Please write out the complete listing that follows, exactly as it reads.

LISTED ENTRIES:
========================
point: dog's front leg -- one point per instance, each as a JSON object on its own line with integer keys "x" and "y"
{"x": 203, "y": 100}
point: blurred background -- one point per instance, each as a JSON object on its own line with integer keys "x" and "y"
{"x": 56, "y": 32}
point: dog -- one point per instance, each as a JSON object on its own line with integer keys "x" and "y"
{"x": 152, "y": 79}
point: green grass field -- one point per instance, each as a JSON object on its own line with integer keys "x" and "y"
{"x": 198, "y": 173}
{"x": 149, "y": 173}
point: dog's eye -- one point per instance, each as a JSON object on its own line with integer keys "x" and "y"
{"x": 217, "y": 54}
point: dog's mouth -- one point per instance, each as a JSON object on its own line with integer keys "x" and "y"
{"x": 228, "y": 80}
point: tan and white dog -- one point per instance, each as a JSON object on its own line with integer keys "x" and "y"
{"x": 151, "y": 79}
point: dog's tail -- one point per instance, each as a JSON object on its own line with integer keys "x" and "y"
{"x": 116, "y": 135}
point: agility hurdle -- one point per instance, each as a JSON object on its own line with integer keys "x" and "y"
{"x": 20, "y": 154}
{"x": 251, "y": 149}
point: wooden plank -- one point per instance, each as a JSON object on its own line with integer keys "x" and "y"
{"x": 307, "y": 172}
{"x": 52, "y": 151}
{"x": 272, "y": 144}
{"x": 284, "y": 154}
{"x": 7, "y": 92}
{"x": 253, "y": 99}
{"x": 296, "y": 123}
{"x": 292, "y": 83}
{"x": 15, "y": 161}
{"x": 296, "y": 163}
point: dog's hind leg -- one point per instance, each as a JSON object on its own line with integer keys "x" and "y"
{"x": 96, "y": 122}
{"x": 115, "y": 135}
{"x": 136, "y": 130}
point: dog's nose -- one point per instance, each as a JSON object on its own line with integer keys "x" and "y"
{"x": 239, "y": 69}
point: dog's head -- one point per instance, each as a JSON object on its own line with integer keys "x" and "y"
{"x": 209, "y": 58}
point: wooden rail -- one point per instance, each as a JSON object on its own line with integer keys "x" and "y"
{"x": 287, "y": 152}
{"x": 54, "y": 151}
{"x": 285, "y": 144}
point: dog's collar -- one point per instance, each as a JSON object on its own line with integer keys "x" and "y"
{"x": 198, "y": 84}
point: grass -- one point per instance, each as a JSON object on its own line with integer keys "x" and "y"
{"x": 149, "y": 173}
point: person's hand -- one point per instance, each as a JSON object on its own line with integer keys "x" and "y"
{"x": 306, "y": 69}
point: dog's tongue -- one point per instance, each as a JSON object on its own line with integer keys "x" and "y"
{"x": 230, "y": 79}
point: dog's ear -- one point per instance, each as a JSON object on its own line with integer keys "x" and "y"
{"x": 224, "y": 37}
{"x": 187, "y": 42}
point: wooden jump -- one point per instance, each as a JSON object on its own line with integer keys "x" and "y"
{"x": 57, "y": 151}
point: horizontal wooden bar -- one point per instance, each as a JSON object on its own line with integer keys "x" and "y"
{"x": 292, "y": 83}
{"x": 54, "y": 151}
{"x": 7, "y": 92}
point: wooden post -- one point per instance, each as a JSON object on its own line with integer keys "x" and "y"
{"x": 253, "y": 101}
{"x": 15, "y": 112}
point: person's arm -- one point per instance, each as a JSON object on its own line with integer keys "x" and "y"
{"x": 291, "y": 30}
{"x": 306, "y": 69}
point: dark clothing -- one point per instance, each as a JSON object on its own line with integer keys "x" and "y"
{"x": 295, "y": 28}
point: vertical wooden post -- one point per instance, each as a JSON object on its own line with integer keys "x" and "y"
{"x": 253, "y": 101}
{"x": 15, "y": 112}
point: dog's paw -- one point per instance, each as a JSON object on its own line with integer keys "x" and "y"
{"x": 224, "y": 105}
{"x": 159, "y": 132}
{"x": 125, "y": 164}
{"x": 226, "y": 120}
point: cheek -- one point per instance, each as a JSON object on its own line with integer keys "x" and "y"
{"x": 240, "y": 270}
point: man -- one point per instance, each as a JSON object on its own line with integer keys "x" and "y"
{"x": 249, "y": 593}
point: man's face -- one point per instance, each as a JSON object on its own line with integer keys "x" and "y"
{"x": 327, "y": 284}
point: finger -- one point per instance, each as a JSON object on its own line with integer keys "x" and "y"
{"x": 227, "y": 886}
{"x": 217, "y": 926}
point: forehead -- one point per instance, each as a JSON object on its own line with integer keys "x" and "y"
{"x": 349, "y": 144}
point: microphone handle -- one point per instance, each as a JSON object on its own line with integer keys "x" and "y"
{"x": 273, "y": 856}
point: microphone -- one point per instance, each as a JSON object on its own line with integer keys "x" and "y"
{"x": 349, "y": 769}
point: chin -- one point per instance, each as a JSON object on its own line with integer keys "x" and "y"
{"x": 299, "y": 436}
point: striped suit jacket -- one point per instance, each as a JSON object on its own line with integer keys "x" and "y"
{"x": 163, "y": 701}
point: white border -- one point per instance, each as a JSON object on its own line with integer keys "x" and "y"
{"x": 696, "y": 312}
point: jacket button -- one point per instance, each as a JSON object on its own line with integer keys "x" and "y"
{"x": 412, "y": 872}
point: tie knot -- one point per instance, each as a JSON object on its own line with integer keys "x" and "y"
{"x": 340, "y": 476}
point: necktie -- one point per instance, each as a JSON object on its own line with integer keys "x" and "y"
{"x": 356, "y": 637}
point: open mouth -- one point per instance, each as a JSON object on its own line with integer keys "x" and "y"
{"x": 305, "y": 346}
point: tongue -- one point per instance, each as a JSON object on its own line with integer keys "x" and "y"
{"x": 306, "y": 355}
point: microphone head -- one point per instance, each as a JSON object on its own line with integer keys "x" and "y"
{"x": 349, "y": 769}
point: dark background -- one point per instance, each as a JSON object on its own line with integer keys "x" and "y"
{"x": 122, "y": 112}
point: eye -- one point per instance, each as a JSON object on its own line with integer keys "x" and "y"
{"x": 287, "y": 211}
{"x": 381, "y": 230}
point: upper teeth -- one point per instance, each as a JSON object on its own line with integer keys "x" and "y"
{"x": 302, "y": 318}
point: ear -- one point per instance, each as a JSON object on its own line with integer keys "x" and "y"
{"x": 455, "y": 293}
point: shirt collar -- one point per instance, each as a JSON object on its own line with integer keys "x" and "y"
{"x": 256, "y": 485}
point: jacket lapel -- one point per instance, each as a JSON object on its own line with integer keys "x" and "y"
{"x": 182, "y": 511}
========================
SOLUTION FOR THIS TASK:
point: dog's front leg -- one point per instance, each as a JSON object on its own line with integer keys "x" and "y"
{"x": 203, "y": 100}
point: blurred background -- one point per instance, each as a JSON object on its own line with integer keys "x" and "y"
{"x": 56, "y": 32}
point: dog -- one point per instance, each as a JSON object on its own line with integer keys "x" and "y"
{"x": 152, "y": 79}
point: green grass field -- one point per instance, each as a JSON object on its own line with integer keys "x" and "y"
{"x": 198, "y": 173}
{"x": 149, "y": 173}
point: dog's eye -- one point per instance, each as a JSON object on its own line with integer keys "x" and "y"
{"x": 217, "y": 54}
point: dog's mouth -- one point per instance, each as a JSON object on its own line with integer keys "x" and "y"
{"x": 228, "y": 80}
point: tan and white dog -- one point per instance, each as a JSON object on its own line with integer keys "x" and "y"
{"x": 151, "y": 79}
point: dog's tail -- one point per instance, each as a JSON object on its own line with integer keys "x" and "y"
{"x": 116, "y": 135}
point: agility hurdle -- one point per instance, each as a JSON object on its own line with integer keys "x" and "y"
{"x": 20, "y": 154}
{"x": 251, "y": 149}
point: wooden plank -- one point per instance, each as a JSON object on its own line with integer keys "x" and "y"
{"x": 307, "y": 172}
{"x": 52, "y": 151}
{"x": 272, "y": 144}
{"x": 284, "y": 154}
{"x": 7, "y": 92}
{"x": 253, "y": 99}
{"x": 296, "y": 123}
{"x": 292, "y": 83}
{"x": 15, "y": 161}
{"x": 296, "y": 163}
point: dog's hind leg -- one point per instance, each as a JSON object on its own line with integer keys "x" and "y"
{"x": 96, "y": 122}
{"x": 115, "y": 135}
{"x": 136, "y": 130}
point: dog's nose -- one point per instance, each as a JSON object on its own line with integer keys "x" and "y"
{"x": 239, "y": 69}
point: dog's head -- one point per instance, each as a JSON object on its own line with integer keys "x" and "y"
{"x": 209, "y": 58}
point: wooden rail -- one point per instance, each as a JSON object on its own line with integer keys "x" and "y"
{"x": 287, "y": 152}
{"x": 54, "y": 151}
{"x": 285, "y": 144}
point: dog's collar -- one point per instance, each as a JSON object on its own line with integer keys "x" and "y"
{"x": 198, "y": 84}
point: grass -- one point per instance, each as a JSON object on its own line with integer keys "x" and "y"
{"x": 149, "y": 173}
point: person's hand -- one point per instance, each as a JSON object on its own line with integer keys "x" and "y"
{"x": 306, "y": 69}
point: dog's tongue -- one point per instance, each as a JSON object on its own line with integer keys "x" and "y"
{"x": 230, "y": 79}
point: dog's ear -- one point per instance, each as a JSON object on its own line with integer keys "x" and "y"
{"x": 224, "y": 37}
{"x": 187, "y": 42}
point: wooden jump -- one point per instance, each as a JSON object on its own line with integer keys "x" and "y"
{"x": 57, "y": 151}
point: horizontal wooden bar -- one point per instance, each as a JSON object on its own line with integer keys "x" and "y"
{"x": 292, "y": 83}
{"x": 54, "y": 151}
{"x": 7, "y": 92}
point: wooden post -- one point per instance, each as a JSON object on its own line with integer keys "x" and "y"
{"x": 253, "y": 101}
{"x": 15, "y": 112}
point: person's arm -- one point per instance, each as a JSON object on its own line with integer keys "x" and "y"
{"x": 291, "y": 30}
{"x": 306, "y": 69}
point: dark clothing -- one point per instance, each as a JSON object on its own line with integer keys "x" and "y"
{"x": 295, "y": 28}
point: vertical wooden post -- one point per instance, each as a JSON object on its own line with integer keys "x" and "y"
{"x": 253, "y": 101}
{"x": 15, "y": 112}
point: dog's paw -- one point per instance, each as a JSON object on its own line with integer keys "x" and "y"
{"x": 224, "y": 105}
{"x": 159, "y": 132}
{"x": 125, "y": 164}
{"x": 226, "y": 120}
point: cheek -- one point per instance, each as a JSON object on its own line with integer keys "x" and "y"
{"x": 240, "y": 270}
point: man -- one point per instance, each as a JSON object on its own line with integer keys "x" and "y"
{"x": 249, "y": 593}
point: man's face -- one point per instance, each as a JSON object on its own line with integer keys "x" and "y"
{"x": 327, "y": 284}
point: finger -- one point per instance, each as a JSON object on its own line with integer keys "x" and "y"
{"x": 227, "y": 886}
{"x": 217, "y": 926}
point: forehead -- one point per instance, each as a JSON object on its own line with integer keys "x" and "y"
{"x": 349, "y": 144}
point: microphone handle -- one point per instance, each as a JSON object on its own line with integer keys "x" and "y"
{"x": 273, "y": 856}
point: microphone -- one point per instance, each as a JSON object on its own line with integer keys "x" and "y"
{"x": 349, "y": 769}
point: chin -- one point per instance, each as a JSON object on its own line with integer keys "x" and "y"
{"x": 299, "y": 436}
point: striped suit jacket -- one point per instance, each as a JSON object on its own line with integer keys "x" and "y"
{"x": 163, "y": 701}
point: white border -- one point per instance, each as a JSON object on its own line with integer keys "x" and "y"
{"x": 696, "y": 312}
point: jacket button -- one point per instance, each as a JSON object on its own line with integer keys "x" and "y"
{"x": 412, "y": 872}
point: tie knot -- one point per instance, each as a JSON object on its own line with integer keys "x" and "y"
{"x": 340, "y": 476}
point: necktie -- one point per instance, each as a JSON object on its own line with integer keys "x" and "y"
{"x": 356, "y": 637}
point: open mouth -- one point per instance, each as a JSON object on its own line with integer keys "x" and "y"
{"x": 305, "y": 346}
point: tongue -- one point per instance, each as a JSON object on its own line with integer keys "x" and "y"
{"x": 306, "y": 355}
point: microphone head -- one point per instance, each as a JSON object on its own line with integer keys "x" and "y"
{"x": 349, "y": 769}
point: dark background -- one point per instance, each as a JSON object on its own line with integer keys "x" and "y"
{"x": 122, "y": 112}
point: eye -- one point per instance, each as a JSON object on its own line with integer keys "x" and "y"
{"x": 287, "y": 211}
{"x": 381, "y": 230}
point: upper teeth -- one point per instance, each as a JSON object on its own line with integer keys "x" and "y"
{"x": 302, "y": 318}
point: ear -- one point per instance, each as a JSON object on its own line with integer keys "x" and "y"
{"x": 455, "y": 293}
point: shirt collar -- one point per instance, each as a JSON object on its own line with integer keys "x" and "y"
{"x": 256, "y": 485}
point: jacket lapel -- one point per instance, each as a JSON object on its own line with integer keys "x" and "y"
{"x": 182, "y": 511}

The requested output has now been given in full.